• [Task objective]:
Copy out the passage of the Google Glass funding story from "Google Glass startup" to "as Google Glass.", keeping every word unchanged.

• [Text passage]:
- - - - - - -

Google Glass startup lands $8M
September 2, 2014 in Medical Technology
A startup that plans to take Google Glass to healthcare and other markets has landed $8.4 million in venture capital.
San Francisco-based Wearable Intelligence describes itself as a technology company dedicated to building enterprise solutions using wearable computing hardware — such as Google Glass.
It already has a partnership with Beth Israel Deaconess Medical Center in Boston, which is using Google Glass in the ER to give them medical information hands free. With Google Glass, clinicians can call up patient information on its tiny screen.
“The deep technology knowledge and professional expertise of the folks at Wearable Intelligence, which I’ve personally experienced, will help us all accelerate the adoption of Google Glass in healthcare,” Beth Israel Deaconess Medical Center CIO John Halamka writes in as testimonial on the Wearable Intelligence website.
Halamka has detailed the use of Google Glass in The Healthcare IT applications of Google Glass, one of several blogs he has written on the topic
“Working on novel technology with Wearable Intelligence provides respite from an agenda that has been filled with meaningful use, ICD-10, ACA, and the HIPAA Omnibus rule,” he wrote.
[See also: Google Glass gets healthy push.]
Wearable Intelligence is not alone in envisioning the use of Google Glass in healthcare. Last June, EHR company drchrono announced it would incorporate Google Glass in its platform. The idea is to create the first wearable health record — one that is always mobile, Michael NusimowmCEO and cofounder of drchrono, said then.
[See also: Google Glass links to EHR.]
“Wearable technology is the next step in the evolution of computing platforms (from desktop to mobile to wearable), and as the first enterprise company devoted specifically to wearable technology we have the expertise necessary to solve difficult problems for real customers,” company executives write on Wearable Intelligence’s website.
“Our mission is to empower every enterprise by giving their employees the right information in the right place at the right time,” they add.
The management team is made up of Yan-David Erlich, CEO; Ryan Junee, president; Chase Feiger, director of business development; and Eugene Mirkin Director of Engineering.
Before he launched Wearable Intelligence, Erlich was the CEO of ChoiceVendor, a company he founded, ran and sold to LinkedIn in 2010. He was also the founder CEO of Mogad, which was acquired by iSkoot, a division of Qualcomm.
The other members of the executive team also founded and sold companies, and were associated with tech companies and consulting firms, including Accenture, Motorola and Castlight Health.
[See also: What will Google Glass do for health?.]
Lightspeed Venture Partners, whose slogan is “Think big. Move Fast, led this second round of funding for Wearable Intelligence. Lightspeed partner Barry Eggers will join the company’s board of directors.
The funding was revealed in a filing by Wearable Intelligence with the Securities and Exchange Commission.

- - - - - - -

• [Supplied records]:
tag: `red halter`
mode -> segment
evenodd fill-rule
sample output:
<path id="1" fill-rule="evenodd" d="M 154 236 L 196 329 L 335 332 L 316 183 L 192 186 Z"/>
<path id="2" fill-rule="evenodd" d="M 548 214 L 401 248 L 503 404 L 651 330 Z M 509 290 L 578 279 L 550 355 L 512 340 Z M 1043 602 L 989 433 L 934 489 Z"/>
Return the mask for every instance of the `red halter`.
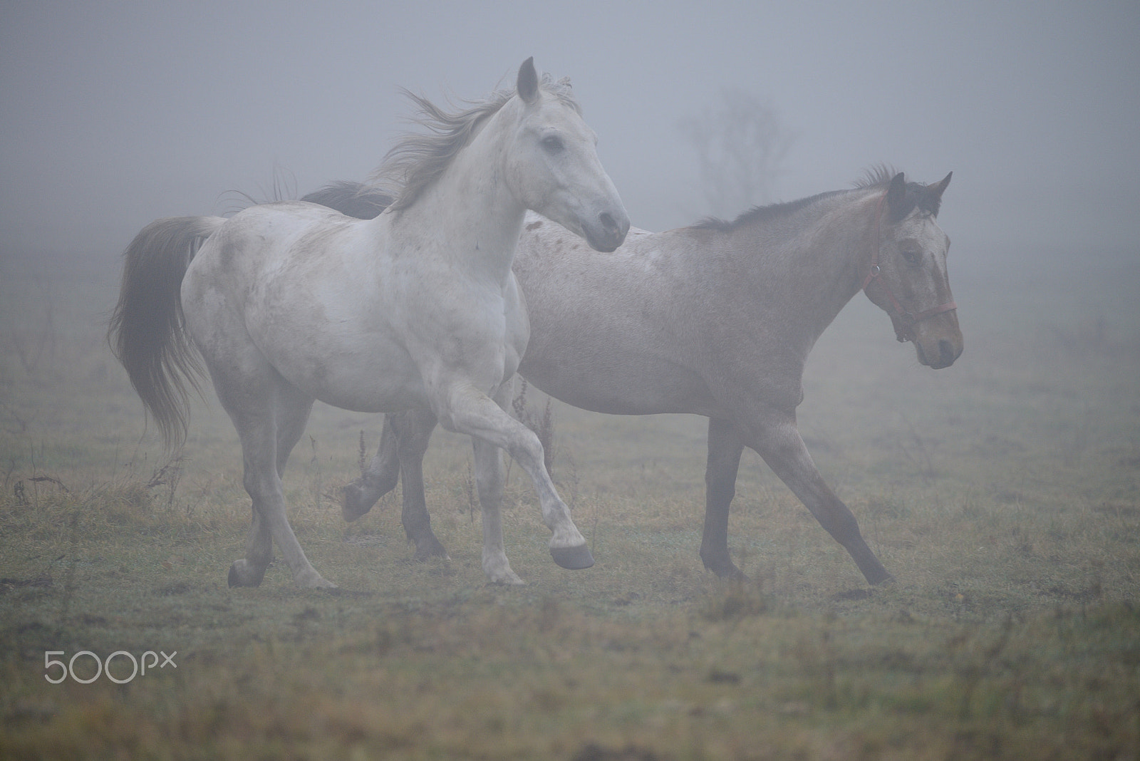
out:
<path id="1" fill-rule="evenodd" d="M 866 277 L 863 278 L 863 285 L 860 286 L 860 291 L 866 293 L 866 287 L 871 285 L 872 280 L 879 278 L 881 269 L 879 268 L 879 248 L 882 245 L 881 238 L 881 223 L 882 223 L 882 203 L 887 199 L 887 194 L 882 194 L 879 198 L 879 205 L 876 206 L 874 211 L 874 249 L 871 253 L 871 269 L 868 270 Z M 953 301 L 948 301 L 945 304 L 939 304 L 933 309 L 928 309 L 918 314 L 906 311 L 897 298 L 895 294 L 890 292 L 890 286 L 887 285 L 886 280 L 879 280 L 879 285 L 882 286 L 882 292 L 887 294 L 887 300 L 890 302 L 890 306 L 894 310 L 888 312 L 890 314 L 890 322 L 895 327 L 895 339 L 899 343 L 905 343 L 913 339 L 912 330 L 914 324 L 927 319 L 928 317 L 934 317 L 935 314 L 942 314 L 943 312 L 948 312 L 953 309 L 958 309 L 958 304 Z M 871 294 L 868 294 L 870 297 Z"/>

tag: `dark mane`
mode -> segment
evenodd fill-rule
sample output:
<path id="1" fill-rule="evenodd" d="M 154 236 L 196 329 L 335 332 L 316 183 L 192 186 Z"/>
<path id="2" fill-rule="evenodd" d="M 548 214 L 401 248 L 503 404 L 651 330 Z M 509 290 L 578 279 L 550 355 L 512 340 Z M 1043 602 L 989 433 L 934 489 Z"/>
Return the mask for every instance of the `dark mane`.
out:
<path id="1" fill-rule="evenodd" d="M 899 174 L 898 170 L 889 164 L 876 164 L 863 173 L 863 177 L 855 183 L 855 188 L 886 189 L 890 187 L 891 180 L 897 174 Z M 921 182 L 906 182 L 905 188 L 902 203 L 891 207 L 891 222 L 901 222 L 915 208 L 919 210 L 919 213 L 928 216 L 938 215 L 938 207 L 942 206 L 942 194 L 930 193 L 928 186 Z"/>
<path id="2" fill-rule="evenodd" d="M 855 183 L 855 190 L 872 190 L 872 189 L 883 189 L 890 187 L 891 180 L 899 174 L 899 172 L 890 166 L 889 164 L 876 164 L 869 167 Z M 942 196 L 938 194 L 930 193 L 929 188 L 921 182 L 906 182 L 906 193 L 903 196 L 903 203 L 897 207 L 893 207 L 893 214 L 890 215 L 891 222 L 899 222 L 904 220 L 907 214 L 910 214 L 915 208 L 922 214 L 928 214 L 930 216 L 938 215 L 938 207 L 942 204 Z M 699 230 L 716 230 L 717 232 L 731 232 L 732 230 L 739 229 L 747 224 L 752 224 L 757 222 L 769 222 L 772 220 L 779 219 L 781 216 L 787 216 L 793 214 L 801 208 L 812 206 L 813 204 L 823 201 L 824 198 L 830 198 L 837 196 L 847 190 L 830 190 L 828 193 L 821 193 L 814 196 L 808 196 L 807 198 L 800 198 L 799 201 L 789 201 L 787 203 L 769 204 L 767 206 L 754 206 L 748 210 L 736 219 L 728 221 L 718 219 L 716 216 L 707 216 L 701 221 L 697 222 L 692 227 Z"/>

- - - - - - -

• [Exercise output]:
Google Glass startup lands $8M
September 2, 2014 in Medical Technology
A startup that plans to take Google Glass to healthcare and other markets has landed $8.4 million in venture capital.
San Francisco-based Wearable Intelligence describes itself as a technology company dedicated to building enterprise solutions using wearable computing hardware — such as Google Glass.